## Work instruction
Reproduce exactly the lines from the top of the records below through the line holding "positive clicks: (374, 38)".
______________________________
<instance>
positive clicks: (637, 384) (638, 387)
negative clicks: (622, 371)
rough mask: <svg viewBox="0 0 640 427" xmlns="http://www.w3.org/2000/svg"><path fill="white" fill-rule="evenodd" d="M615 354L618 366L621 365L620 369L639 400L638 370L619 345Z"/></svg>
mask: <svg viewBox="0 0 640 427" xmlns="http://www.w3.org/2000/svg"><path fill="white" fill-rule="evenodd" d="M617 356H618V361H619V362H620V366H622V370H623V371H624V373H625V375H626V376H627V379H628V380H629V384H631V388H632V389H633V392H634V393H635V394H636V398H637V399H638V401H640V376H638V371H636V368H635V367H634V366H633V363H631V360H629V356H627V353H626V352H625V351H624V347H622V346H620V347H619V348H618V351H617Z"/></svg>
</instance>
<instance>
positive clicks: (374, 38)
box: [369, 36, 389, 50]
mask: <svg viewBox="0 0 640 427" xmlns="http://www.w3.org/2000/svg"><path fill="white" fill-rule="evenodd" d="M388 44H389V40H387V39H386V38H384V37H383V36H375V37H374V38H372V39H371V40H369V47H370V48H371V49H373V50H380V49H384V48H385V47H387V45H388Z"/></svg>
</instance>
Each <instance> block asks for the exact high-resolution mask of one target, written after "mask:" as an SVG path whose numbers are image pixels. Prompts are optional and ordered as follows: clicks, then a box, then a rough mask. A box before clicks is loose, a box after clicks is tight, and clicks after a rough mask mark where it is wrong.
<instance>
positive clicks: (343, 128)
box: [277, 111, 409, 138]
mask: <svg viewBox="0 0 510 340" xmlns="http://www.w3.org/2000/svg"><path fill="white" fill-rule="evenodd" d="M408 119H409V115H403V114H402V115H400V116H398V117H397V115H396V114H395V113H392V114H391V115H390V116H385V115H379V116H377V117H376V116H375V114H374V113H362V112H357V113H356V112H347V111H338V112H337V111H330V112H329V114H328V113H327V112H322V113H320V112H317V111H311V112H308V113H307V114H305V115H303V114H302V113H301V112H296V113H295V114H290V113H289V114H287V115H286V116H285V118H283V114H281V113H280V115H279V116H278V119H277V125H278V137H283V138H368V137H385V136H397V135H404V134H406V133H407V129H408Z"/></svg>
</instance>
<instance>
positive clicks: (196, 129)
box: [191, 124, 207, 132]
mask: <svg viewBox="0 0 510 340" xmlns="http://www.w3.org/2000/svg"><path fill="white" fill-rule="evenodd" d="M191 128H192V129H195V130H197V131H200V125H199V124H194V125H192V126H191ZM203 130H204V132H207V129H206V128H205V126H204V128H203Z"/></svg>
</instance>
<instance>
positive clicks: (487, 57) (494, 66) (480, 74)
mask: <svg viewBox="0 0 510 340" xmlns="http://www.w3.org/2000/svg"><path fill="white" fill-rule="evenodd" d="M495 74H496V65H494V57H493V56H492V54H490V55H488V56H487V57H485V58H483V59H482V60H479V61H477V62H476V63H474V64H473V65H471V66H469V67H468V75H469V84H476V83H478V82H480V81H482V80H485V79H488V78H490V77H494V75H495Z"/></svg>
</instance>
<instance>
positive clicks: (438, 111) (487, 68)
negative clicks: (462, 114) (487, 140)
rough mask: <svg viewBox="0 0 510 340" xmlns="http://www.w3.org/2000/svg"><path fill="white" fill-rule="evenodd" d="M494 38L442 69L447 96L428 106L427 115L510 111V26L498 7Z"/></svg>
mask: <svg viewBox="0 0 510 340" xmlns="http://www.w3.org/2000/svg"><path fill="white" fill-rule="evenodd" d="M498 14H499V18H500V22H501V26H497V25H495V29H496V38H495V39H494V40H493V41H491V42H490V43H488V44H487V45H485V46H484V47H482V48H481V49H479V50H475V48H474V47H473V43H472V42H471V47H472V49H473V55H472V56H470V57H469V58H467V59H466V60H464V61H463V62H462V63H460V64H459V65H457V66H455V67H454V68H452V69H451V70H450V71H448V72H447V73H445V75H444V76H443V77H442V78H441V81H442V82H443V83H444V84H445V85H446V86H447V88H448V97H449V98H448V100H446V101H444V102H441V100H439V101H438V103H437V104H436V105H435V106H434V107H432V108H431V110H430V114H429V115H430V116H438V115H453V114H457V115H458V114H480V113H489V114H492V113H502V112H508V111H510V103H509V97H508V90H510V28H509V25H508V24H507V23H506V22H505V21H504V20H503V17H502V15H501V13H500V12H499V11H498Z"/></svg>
______________________________
## Final answer
<instance>
positive clicks: (637, 384) (638, 387)
negative clicks: (622, 371)
rough mask: <svg viewBox="0 0 640 427" xmlns="http://www.w3.org/2000/svg"><path fill="white" fill-rule="evenodd" d="M615 354L618 366L621 365L620 369L639 400L638 370L619 345Z"/></svg>
mask: <svg viewBox="0 0 640 427" xmlns="http://www.w3.org/2000/svg"><path fill="white" fill-rule="evenodd" d="M617 356H618V361H619V362H620V366H622V370H623V371H624V373H625V375H626V376H627V379H628V380H629V384H631V388H632V389H633V392H634V393H635V394H636V398H637V399H638V401H640V376H638V371H636V368H635V367H634V366H633V363H631V360H629V356H627V353H626V352H625V351H624V347H622V346H620V347H619V348H618V351H617Z"/></svg>
</instance>
<instance>
positive clicks: (374, 38)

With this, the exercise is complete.